● SHORT TASK:
Turn every line of the entries below into a JSON list of strings, one string per line, with blank lines left out.

================

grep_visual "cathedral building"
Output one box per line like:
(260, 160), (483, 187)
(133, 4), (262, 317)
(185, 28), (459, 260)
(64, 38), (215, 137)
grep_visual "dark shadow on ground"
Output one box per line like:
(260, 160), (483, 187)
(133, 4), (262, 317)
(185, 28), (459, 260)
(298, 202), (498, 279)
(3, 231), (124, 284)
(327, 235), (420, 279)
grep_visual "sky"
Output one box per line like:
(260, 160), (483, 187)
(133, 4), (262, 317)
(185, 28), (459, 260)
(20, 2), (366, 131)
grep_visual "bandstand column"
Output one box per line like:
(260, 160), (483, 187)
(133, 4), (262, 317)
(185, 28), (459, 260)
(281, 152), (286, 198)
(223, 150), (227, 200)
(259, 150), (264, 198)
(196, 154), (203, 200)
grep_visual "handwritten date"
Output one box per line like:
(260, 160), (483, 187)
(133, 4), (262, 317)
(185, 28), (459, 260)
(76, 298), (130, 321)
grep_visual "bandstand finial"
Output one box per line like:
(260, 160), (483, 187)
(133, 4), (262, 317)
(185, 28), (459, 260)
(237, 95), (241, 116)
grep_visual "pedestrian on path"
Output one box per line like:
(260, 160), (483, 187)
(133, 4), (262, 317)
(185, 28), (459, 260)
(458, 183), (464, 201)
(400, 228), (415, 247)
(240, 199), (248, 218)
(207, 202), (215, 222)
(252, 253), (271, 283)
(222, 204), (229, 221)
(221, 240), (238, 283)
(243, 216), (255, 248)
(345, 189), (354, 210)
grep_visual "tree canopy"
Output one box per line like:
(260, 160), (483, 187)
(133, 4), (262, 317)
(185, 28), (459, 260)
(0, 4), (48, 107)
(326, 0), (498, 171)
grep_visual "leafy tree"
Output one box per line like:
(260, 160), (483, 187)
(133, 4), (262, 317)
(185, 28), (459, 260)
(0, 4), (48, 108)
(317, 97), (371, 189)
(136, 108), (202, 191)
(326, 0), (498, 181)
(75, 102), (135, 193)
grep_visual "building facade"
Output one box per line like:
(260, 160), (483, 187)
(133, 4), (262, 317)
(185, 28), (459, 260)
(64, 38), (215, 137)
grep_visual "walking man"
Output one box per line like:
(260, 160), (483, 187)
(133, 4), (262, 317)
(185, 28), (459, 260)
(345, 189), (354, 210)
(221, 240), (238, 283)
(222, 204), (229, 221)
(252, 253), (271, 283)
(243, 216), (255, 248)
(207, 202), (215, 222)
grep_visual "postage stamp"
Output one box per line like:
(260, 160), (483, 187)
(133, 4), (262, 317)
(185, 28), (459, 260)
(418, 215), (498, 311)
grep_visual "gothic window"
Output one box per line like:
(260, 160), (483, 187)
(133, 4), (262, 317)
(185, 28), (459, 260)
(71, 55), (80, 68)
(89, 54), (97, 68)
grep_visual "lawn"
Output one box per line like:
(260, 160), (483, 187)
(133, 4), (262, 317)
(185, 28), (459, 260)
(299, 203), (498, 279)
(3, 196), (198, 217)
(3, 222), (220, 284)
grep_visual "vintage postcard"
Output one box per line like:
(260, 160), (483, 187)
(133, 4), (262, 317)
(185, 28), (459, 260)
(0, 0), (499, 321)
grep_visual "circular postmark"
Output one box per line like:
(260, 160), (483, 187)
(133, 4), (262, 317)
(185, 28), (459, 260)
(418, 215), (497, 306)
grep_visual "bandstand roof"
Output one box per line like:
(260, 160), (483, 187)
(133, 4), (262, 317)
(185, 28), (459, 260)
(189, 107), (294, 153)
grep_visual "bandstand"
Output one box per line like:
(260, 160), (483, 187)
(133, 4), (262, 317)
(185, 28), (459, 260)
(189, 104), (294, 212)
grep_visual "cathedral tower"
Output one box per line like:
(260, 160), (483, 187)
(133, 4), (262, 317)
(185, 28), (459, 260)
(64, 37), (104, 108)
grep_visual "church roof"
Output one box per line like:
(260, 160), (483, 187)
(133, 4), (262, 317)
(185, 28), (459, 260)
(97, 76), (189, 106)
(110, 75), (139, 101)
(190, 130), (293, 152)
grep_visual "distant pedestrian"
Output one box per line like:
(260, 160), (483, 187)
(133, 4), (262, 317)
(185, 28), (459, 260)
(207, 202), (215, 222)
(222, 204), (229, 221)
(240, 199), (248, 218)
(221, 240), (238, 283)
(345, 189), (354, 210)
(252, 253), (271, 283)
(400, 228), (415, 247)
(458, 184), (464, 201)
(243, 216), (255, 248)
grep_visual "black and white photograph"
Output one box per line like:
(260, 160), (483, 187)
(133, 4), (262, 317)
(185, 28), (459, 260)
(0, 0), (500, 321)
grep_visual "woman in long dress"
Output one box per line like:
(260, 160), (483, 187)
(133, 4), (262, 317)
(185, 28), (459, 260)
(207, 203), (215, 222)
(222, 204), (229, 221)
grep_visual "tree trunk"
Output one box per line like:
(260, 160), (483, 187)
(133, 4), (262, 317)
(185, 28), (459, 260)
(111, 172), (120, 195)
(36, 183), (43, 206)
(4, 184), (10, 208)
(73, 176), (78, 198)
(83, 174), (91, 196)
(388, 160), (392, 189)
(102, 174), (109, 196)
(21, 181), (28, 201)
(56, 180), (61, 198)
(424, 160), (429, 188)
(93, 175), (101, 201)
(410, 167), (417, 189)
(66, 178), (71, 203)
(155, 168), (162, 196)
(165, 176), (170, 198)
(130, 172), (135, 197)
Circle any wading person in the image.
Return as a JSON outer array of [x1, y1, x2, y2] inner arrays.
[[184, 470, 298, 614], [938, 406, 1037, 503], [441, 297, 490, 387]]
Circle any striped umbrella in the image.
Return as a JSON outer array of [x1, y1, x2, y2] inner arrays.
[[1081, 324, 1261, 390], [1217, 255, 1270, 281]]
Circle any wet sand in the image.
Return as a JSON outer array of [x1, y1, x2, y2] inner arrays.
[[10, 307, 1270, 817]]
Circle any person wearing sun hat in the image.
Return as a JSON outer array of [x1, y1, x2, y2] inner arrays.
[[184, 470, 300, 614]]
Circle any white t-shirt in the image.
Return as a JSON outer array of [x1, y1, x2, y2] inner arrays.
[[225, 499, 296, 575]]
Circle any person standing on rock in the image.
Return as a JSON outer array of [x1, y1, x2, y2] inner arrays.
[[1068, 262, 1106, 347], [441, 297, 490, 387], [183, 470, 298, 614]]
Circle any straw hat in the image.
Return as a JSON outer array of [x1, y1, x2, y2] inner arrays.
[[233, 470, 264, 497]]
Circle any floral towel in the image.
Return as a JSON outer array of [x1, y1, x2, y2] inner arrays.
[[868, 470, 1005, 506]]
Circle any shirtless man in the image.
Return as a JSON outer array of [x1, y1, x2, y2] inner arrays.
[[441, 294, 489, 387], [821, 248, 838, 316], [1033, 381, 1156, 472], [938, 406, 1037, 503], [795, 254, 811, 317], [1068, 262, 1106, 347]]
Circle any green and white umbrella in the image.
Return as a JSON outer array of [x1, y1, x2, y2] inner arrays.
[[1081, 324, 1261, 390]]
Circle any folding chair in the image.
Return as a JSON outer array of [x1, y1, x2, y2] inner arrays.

================

● RESPONSE TO THIS EXERCISE:
[
  "grep_visual \"cathedral building\"",
  "Output one box per line like:",
  "(260, 160), (483, 187)",
  "(133, 4), (262, 317)",
  "(185, 28), (459, 260)",
  "(64, 38), (215, 137)",
  "grep_visual \"dark shadow on ground\"",
  "Output one box per line like:",
  "(260, 160), (483, 187)",
  "(133, 4), (262, 317)",
  "(185, 28), (459, 260)",
  "(298, 202), (498, 279)",
  "(3, 231), (124, 284)",
  "(327, 235), (420, 279)",
  "grep_visual \"sky\"",
  "Output one box per line like:",
  "(260, 160), (483, 187)",
  "(133, 4), (262, 317)",
  "(185, 28), (459, 260)",
  "(20, 2), (366, 131)",
  "grep_visual \"bandstand column\"",
  "Output one box per line like:",
  "(260, 160), (483, 187)",
  "(133, 4), (262, 317)",
  "(185, 28), (459, 260)",
  "(281, 152), (286, 198)",
  "(223, 150), (227, 200)",
  "(259, 150), (264, 198)",
  "(196, 154), (203, 200)",
  "grep_visual \"handwritten date\"",
  "Output one box per line like:",
  "(260, 160), (483, 187)",
  "(133, 4), (262, 317)",
  "(185, 28), (459, 260)",
  "(76, 298), (130, 321)",
  "grep_visual \"bandstand finial\"",
  "Output one box per line like:",
  "(260, 160), (483, 187)",
  "(133, 4), (262, 317)",
  "(185, 28), (459, 260)",
  "(237, 95), (241, 116)",
  "grep_visual \"pedestrian on path\"",
  "Output one box per line like:",
  "(260, 160), (483, 187)",
  "(133, 4), (262, 317)",
  "(185, 28), (459, 260)",
  "(458, 183), (464, 201)",
  "(400, 228), (415, 247)",
  "(240, 199), (248, 218)",
  "(207, 202), (215, 222)",
  "(252, 253), (271, 283)",
  "(222, 204), (229, 221)",
  "(221, 240), (238, 283)",
  "(243, 216), (255, 248)",
  "(345, 189), (354, 210)",
  "grep_visual \"tree canopy\"",
  "Output one box per line like:",
  "(260, 160), (483, 187)",
  "(133, 4), (262, 317)",
  "(185, 28), (459, 260)",
  "(0, 4), (48, 107)",
  "(326, 0), (498, 171)",
  "grep_visual \"leafy tree\"",
  "Output one box per line like:",
  "(260, 160), (483, 187)",
  "(133, 4), (262, 317)",
  "(185, 28), (459, 260)",
  "(0, 4), (48, 108)",
  "(317, 97), (371, 189)",
  "(136, 108), (202, 191)",
  "(326, 0), (498, 181)",
  "(75, 102), (135, 193)",
  "grep_visual \"building facade\"",
  "Output one box per line like:",
  "(260, 160), (483, 187)",
  "(133, 4), (262, 317)",
  "(185, 28), (459, 260)",
  "(64, 38), (215, 137)",
  "grep_visual \"walking man\"",
  "Output one box per line like:",
  "(260, 160), (483, 187)",
  "(133, 4), (262, 317)",
  "(185, 28), (459, 260)",
  "(345, 189), (354, 210)",
  "(221, 240), (238, 283)",
  "(222, 204), (229, 221)",
  "(252, 253), (271, 283)",
  "(243, 216), (255, 248)",
  "(207, 202), (215, 222)",
  "grep_visual \"postage stamp\"",
  "Output one box per line like:",
  "(260, 160), (483, 187)",
  "(133, 4), (262, 317)",
  "(185, 28), (459, 260)",
  "(418, 215), (498, 311)",
  "grep_visual \"gothic window\"",
  "Output one box per line like:",
  "(260, 160), (483, 187)",
  "(133, 4), (262, 317)",
  "(185, 28), (459, 260)",
  "(71, 55), (80, 68)",
  "(89, 54), (97, 68)",
  "grep_visual \"lawn\"",
  "Output one box per line like:",
  "(260, 160), (483, 187)",
  "(133, 4), (262, 317)",
  "(185, 28), (459, 260)",
  "(299, 203), (498, 279)",
  "(3, 196), (198, 217)",
  "(3, 222), (220, 284)",
  "grep_visual \"vintage postcard\"",
  "Output one box per line like:",
  "(260, 160), (483, 187)",
  "(133, 4), (262, 317)",
  "(185, 28), (459, 260)",
  "(0, 0), (499, 321)",
  "grep_visual \"circular postmark\"",
  "Output one box per line like:",
  "(260, 160), (483, 187)",
  "(133, 4), (262, 317)",
  "(185, 28), (459, 260)",
  "(418, 215), (497, 306)",
  "grep_visual \"bandstand roof\"",
  "Output one box per line like:",
  "(260, 160), (483, 187)",
  "(133, 4), (262, 317)",
  "(185, 28), (459, 260)",
  "(189, 107), (294, 153)",
  "grep_visual \"bandstand\"",
  "Output one box per line like:",
  "(260, 160), (483, 187)",
  "(133, 4), (262, 317)",
  "(185, 28), (459, 260)",
  "(189, 104), (294, 212)",
  "grep_visual \"cathedral tower\"",
  "Output one box per line like:",
  "(260, 160), (483, 187)",
  "(133, 4), (262, 317)",
  "(185, 28), (459, 260)",
  "(64, 37), (104, 108)",
  "grep_visual \"church roof\"",
  "Output one box per line like:",
  "(260, 160), (483, 187)",
  "(133, 4), (262, 317)",
  "(185, 28), (459, 260)",
  "(97, 76), (189, 106)",
  "(110, 75), (139, 101)",
  "(190, 130), (293, 152)",
  "grep_visual \"distant pedestrian\"",
  "Output one box per line like:",
  "(260, 160), (483, 187)",
  "(133, 4), (262, 317)",
  "(185, 28), (459, 260)",
  "(207, 202), (215, 222)",
  "(222, 204), (229, 221)",
  "(240, 199), (248, 218)",
  "(221, 240), (238, 283)",
  "(345, 189), (354, 210)",
  "(252, 253), (271, 283)",
  "(400, 228), (415, 247)",
  "(458, 184), (464, 201)",
  "(243, 216), (255, 248)",
  "grep_visual \"black and white photograph\"",
  "Output one box per line like:",
  "(260, 160), (483, 187)",
  "(133, 4), (262, 317)",
  "(185, 28), (459, 260)",
  "(0, 0), (500, 321)",
  "grep_visual \"woman in long dress\"",
  "Output one box per line like:",
  "(260, 160), (483, 187)",
  "(133, 4), (262, 317)",
  "(185, 28), (459, 260)",
  "(207, 203), (215, 222)",
  "(222, 204), (229, 221)",
  "grep_visual \"tree trunk\"",
  "Output one box per line like:",
  "(260, 160), (483, 187)",
  "(133, 4), (262, 317)",
  "(185, 28), (459, 260)",
  "(111, 172), (120, 195)",
  "(36, 183), (43, 206)",
  "(4, 184), (10, 208)",
  "(73, 176), (78, 198)",
  "(83, 174), (91, 196)",
  "(388, 160), (392, 189)",
  "(102, 174), (109, 196)",
  "(21, 181), (28, 201)",
  "(56, 180), (61, 198)",
  "(424, 160), (429, 188)",
  "(93, 175), (101, 201)",
  "(410, 167), (417, 189)",
  "(66, 178), (71, 203)",
  "(155, 168), (162, 196)",
  "(165, 176), (170, 198)",
  "(130, 172), (135, 197)",
  "Circle any wading person in the image.",
  "Return as a JSON outer array of [x1, y1, x2, y2] inner arrays.",
  "[[184, 470, 298, 614], [938, 406, 1037, 503], [441, 297, 490, 387]]",
  "Circle any striped umbrella in the image.",
  "Return as a JSON outer array of [x1, y1, x2, y2] inner arrays.",
  "[[1081, 324, 1261, 390], [1217, 255, 1270, 281]]",
  "Circle any wet sand in the image.",
  "Return as a JSON outer array of [x1, y1, x2, y2] inner arrays.",
  "[[10, 307, 1270, 817]]",
  "Circle any person wearing sun hat in the image.",
  "Return as a JSON outer array of [x1, y1, x2, y2] inner arrays.",
  "[[184, 470, 300, 614]]",
  "Circle any white t-shirt in the image.",
  "Return as a JSON outer array of [x1, y1, x2, y2] inner arrays.",
  "[[225, 499, 296, 575]]",
  "Circle any person standing on rock in the image.",
  "Return as a JSON outer array of [x1, y1, x2, y2] inner arrays.",
  "[[1068, 262, 1106, 347], [441, 297, 490, 387], [183, 470, 298, 614]]",
  "Circle any straw hat in the image.",
  "Return as a JSON outer array of [x1, y1, x2, y2] inner arrays.",
  "[[233, 470, 264, 497]]",
  "Circle any floral towel in the image.",
  "Return as a JSON outer array of [x1, y1, x2, y2] inner arrays.",
  "[[868, 470, 1005, 506]]",
  "Circle any shirtless man in the image.",
  "Return as a JSON outer array of [x1, y1, x2, y2] inner arrays.",
  "[[441, 294, 489, 387], [821, 248, 838, 316], [1033, 381, 1156, 472], [938, 406, 1037, 503], [795, 254, 811, 317], [1068, 262, 1106, 347]]",
  "Circle any green and white umbrella in the image.",
  "Return as a JSON outer array of [x1, y1, x2, y2] inner arrays.",
  "[[1081, 324, 1261, 390]]",
  "Circle any folding chair in the image.",
  "Return as a JSON outer array of [x1, y1, x2, y2] inner arrays."
]